---------- MATERIAL SHOWN

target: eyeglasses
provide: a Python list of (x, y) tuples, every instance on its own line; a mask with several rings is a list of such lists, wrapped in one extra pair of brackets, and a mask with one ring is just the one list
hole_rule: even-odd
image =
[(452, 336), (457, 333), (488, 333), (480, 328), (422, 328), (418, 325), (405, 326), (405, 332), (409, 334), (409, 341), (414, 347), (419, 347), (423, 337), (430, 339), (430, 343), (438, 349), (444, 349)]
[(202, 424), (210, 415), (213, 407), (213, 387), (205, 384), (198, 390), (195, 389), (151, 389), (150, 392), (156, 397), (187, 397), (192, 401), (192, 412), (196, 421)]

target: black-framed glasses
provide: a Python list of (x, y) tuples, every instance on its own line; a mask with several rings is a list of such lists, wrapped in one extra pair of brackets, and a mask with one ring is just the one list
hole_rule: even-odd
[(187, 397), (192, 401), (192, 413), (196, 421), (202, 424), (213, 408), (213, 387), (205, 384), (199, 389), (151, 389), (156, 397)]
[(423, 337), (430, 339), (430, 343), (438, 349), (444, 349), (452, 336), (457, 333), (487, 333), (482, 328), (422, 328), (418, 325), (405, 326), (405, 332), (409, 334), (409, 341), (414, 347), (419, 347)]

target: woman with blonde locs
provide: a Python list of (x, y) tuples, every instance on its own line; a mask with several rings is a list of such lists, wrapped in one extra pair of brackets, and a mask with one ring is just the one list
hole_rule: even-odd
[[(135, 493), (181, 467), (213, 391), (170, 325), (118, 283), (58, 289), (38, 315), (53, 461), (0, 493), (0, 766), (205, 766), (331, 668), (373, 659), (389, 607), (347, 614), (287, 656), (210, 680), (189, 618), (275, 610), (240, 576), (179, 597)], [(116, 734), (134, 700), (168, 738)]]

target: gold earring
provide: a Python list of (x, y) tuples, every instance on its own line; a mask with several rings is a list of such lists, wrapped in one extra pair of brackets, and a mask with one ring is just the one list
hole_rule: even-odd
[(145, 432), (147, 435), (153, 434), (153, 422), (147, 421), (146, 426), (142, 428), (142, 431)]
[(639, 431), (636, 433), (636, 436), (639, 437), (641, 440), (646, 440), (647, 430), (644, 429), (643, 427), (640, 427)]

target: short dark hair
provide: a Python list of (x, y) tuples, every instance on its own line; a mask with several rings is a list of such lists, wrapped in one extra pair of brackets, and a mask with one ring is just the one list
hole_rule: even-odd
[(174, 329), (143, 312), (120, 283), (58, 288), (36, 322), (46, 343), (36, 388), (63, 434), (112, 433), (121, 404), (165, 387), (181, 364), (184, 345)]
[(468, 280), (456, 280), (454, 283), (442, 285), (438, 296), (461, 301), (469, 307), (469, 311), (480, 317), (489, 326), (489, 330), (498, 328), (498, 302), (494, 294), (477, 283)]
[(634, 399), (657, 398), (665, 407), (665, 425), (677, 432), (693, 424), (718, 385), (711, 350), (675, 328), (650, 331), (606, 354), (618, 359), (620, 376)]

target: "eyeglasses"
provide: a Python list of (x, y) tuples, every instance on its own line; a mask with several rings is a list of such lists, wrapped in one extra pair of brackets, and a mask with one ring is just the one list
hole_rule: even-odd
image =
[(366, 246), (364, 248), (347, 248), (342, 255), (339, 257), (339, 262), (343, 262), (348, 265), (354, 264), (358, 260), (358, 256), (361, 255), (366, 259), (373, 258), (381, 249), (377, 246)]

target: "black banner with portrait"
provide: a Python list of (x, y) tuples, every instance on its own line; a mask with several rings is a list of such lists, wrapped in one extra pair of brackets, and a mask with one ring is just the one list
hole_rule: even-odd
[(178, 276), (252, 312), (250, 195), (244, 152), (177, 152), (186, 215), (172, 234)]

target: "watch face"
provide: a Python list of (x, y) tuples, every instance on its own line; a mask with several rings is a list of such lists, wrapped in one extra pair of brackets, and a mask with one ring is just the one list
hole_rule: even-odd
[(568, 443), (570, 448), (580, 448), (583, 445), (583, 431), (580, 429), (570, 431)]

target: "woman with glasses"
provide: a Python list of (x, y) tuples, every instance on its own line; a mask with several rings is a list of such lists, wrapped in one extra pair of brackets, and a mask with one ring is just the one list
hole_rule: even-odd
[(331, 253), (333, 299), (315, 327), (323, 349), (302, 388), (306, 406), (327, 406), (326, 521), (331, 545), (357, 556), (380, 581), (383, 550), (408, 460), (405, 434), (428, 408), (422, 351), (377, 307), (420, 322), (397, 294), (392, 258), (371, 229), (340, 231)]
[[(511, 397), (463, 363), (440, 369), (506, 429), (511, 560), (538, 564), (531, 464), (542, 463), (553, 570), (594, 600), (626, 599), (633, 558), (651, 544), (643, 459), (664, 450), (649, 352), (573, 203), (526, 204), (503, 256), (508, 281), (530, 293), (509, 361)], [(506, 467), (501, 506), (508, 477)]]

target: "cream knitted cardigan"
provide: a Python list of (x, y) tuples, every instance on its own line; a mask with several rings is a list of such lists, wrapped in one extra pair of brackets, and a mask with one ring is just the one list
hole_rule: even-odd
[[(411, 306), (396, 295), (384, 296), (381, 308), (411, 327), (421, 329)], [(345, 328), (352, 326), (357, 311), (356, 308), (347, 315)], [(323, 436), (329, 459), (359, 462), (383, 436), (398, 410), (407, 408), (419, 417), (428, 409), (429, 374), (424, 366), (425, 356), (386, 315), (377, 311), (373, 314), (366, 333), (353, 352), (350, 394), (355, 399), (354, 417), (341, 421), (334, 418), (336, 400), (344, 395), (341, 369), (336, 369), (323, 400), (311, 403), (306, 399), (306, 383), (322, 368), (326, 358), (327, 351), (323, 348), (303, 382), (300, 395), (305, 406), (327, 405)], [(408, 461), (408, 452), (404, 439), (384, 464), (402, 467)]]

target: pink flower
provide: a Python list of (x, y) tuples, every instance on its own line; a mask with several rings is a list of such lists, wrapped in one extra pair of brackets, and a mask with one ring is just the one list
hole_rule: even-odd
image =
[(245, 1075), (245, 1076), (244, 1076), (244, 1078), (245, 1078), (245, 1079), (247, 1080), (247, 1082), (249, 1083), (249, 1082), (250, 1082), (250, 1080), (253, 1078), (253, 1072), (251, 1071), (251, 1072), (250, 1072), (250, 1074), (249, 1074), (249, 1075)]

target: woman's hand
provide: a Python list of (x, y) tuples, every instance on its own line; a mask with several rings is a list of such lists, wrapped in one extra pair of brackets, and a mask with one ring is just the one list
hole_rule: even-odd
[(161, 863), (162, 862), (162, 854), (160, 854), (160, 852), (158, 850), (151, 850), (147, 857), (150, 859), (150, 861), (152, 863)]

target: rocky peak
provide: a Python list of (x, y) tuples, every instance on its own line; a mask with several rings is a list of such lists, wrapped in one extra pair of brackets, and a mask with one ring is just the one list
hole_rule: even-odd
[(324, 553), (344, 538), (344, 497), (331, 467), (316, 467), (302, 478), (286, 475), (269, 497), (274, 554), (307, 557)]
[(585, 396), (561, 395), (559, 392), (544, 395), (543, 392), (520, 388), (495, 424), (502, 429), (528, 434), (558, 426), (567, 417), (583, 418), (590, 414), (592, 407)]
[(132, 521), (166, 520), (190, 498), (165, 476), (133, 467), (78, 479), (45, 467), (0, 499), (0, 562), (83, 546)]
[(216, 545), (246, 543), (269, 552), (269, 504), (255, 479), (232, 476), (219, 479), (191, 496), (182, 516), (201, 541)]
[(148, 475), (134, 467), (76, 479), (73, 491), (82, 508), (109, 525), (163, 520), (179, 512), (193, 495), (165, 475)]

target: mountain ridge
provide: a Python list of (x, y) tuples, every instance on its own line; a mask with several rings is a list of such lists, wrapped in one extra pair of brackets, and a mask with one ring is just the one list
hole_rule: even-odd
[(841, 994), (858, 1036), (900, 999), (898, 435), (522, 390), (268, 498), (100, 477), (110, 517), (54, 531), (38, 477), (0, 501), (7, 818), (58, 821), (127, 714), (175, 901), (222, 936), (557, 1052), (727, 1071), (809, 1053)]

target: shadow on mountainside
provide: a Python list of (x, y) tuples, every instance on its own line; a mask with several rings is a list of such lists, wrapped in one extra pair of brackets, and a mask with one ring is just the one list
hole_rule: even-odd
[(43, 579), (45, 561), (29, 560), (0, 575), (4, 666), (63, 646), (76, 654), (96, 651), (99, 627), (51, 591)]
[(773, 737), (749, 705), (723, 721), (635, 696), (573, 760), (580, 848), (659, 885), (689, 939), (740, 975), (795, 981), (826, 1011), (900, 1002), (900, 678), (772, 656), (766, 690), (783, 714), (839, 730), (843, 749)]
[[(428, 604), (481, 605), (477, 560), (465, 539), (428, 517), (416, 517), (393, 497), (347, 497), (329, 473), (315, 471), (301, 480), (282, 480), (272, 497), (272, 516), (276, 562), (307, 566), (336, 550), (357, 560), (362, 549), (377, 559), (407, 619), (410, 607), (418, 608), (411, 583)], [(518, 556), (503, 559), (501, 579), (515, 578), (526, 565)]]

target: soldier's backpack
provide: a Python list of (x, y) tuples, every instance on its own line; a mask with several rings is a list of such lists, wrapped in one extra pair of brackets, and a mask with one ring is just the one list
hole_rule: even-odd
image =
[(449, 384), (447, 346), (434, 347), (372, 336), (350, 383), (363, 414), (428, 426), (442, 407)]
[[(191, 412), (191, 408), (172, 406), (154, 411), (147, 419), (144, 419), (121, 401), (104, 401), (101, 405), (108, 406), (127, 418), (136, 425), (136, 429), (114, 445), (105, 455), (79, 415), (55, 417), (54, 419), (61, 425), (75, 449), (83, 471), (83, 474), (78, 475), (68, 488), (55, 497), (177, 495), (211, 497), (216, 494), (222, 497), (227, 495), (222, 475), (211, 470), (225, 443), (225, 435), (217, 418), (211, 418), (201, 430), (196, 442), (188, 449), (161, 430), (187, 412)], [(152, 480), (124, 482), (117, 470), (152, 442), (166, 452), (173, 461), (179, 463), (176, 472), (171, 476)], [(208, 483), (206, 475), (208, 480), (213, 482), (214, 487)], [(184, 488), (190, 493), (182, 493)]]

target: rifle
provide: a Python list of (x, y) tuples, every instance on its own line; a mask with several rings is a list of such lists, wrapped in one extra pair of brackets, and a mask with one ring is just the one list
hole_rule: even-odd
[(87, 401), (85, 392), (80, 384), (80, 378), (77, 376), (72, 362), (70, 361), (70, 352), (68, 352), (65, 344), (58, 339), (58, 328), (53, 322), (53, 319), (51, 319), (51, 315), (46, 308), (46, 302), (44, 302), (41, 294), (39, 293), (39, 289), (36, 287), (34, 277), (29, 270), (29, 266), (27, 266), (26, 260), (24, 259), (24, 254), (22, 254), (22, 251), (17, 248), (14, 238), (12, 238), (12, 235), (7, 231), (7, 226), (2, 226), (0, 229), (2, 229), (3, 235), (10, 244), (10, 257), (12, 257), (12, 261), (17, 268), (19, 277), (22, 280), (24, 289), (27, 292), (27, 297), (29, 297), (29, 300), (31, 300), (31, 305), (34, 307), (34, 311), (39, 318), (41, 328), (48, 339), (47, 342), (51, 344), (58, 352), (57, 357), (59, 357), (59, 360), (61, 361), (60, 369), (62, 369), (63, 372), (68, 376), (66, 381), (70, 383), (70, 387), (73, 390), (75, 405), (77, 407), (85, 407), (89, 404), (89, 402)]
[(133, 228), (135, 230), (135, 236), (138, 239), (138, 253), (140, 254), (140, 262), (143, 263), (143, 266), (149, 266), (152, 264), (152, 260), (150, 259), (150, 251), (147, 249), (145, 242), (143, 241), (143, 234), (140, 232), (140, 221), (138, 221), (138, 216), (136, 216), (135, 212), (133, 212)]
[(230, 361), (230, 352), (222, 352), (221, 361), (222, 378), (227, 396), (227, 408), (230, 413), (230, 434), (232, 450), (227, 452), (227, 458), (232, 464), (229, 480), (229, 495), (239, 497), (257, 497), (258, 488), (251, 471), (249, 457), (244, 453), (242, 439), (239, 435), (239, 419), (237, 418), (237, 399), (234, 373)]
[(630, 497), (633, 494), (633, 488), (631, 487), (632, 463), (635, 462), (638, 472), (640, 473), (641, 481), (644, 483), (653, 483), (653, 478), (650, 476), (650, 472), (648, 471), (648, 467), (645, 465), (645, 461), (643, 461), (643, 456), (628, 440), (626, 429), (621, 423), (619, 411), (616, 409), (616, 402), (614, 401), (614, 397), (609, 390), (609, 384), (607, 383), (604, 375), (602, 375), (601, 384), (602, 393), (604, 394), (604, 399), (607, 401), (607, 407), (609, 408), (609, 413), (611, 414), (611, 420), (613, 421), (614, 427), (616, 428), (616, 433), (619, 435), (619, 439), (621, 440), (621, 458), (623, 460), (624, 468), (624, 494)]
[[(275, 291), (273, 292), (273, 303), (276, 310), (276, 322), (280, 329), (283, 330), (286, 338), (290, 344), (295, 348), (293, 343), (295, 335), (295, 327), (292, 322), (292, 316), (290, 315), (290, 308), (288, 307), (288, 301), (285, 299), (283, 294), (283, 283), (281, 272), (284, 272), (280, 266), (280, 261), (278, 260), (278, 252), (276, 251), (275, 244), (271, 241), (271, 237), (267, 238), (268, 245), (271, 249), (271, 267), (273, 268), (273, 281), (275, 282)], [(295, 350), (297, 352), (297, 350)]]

--------------------

*WHAT TO PRODUCE*:
Pull out all lines from the entries above in which the word "eyeglasses" appears.

*RESULT FOR THIS TASK*:
target: eyeglasses
target: "eyeglasses"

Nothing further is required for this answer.